**Data under study:**
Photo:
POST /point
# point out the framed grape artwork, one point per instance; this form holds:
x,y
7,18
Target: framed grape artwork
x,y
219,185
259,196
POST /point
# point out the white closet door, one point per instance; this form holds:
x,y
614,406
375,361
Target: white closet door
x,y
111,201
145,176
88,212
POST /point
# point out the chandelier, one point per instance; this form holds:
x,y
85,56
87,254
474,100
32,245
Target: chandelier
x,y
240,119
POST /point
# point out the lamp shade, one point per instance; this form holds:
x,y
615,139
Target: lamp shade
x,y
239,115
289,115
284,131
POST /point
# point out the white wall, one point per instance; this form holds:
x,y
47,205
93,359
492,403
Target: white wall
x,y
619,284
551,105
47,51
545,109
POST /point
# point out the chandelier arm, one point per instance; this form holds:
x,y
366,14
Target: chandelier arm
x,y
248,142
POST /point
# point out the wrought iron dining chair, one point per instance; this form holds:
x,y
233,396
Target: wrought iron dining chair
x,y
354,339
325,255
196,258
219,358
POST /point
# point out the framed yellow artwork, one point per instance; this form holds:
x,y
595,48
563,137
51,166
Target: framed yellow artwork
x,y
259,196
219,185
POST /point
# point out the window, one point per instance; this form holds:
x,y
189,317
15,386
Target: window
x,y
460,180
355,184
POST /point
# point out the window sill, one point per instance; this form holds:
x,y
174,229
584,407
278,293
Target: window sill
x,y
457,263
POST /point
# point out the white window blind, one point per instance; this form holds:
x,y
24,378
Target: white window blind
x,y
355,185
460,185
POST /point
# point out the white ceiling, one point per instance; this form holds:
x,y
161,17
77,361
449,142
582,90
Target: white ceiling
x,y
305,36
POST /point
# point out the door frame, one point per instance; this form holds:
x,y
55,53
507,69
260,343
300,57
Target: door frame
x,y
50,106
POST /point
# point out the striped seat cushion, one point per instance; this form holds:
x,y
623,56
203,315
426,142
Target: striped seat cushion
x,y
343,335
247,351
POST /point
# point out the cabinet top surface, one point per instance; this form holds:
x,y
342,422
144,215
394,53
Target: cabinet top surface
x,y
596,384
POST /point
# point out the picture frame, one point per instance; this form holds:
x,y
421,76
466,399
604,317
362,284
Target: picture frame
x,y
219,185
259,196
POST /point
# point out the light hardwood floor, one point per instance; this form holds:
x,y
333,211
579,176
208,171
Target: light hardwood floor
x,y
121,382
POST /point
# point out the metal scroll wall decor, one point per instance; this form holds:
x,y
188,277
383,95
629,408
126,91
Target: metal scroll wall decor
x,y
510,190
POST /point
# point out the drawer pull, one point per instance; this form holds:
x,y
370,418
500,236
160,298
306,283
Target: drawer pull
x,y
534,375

**Assignment:**
The records shown above are to be copied exactly, every one of them.

**Written solution:**
Photo:
POST /point
# point out the framed grape artwork, one point per instance; this form holds:
x,y
7,18
Target: framed grape artwork
x,y
219,185
259,196
POST /point
# point out the white closet door, one point per instance; this form holds:
x,y
614,406
375,361
Target: white closet door
x,y
111,201
145,176
88,212
POST /point
# point out the chandelier, one point per instance; this form holds:
x,y
85,56
87,254
474,100
32,245
Target: chandelier
x,y
240,119
POST /point
# point out the lamp shade, one point per instance; this form holds:
x,y
615,139
Target: lamp shade
x,y
239,115
289,115
284,131
POST /point
# point out the white wall, one point per instance; this form holds:
x,y
47,205
93,359
492,403
Target: white wall
x,y
619,284
551,105
47,51
545,109
POST /point
# point out the chandelier arm, one point per instance; this form holds:
x,y
366,14
Target: chandelier arm
x,y
248,142
POST /point
# point out the wrought iron dining chair, one point per instance; this form holds:
x,y
233,396
Target: wrought iron dining chair
x,y
354,339
325,255
196,258
219,358
POST /point
# point out the framed yellow artwork, one point per instance; this form holds:
x,y
595,48
563,137
51,166
Target: framed yellow artwork
x,y
259,196
219,185
POST /point
# point out the window, one point per instance; this form holds:
x,y
189,317
15,386
Target: window
x,y
460,180
355,184
POST /point
# point out the window sill, one point per instance; this form holds:
x,y
174,229
584,407
278,293
Target: window sill
x,y
457,263
POST /point
# point out the white window blind, one point per instance; this form holds:
x,y
24,378
Target: white window blind
x,y
355,185
460,185
POST /point
# point out the white ceiling, one point per instance; this form holds:
x,y
161,17
77,361
449,142
582,90
Target: white ceiling
x,y
305,36
POST /point
# point out the door frame, one point per instance; this form holds:
x,y
55,53
507,69
260,343
300,57
Target: door frame
x,y
50,106
POST /point
# point out the striped seat cushion, one point per instance; this form holds:
x,y
623,56
203,315
426,142
Target: striped seat cushion
x,y
343,335
247,351
POST /point
# point out the cabinet top surface, one point per instance; this form holds:
x,y
342,422
144,215
394,53
Target: cabinet top surface
x,y
596,384
POST /point
# point out the picture frame, one point per instance; this form holds:
x,y
421,76
466,399
604,317
362,284
Target: picture frame
x,y
219,185
259,196
POST /point
# point out the light hardwood floor, one point per instance; this form holds:
x,y
333,211
579,176
208,171
Target: light hardwood floor
x,y
121,382
POST /point
# point out the metal scroll wall decor, one point per instance; this form holds:
x,y
188,277
383,95
629,408
126,91
Target: metal scroll wall decor
x,y
510,190
POST /point
# point out the drawer pull, one point per instance; this form holds:
x,y
370,418
500,236
160,298
306,283
Target: drawer pull
x,y
534,375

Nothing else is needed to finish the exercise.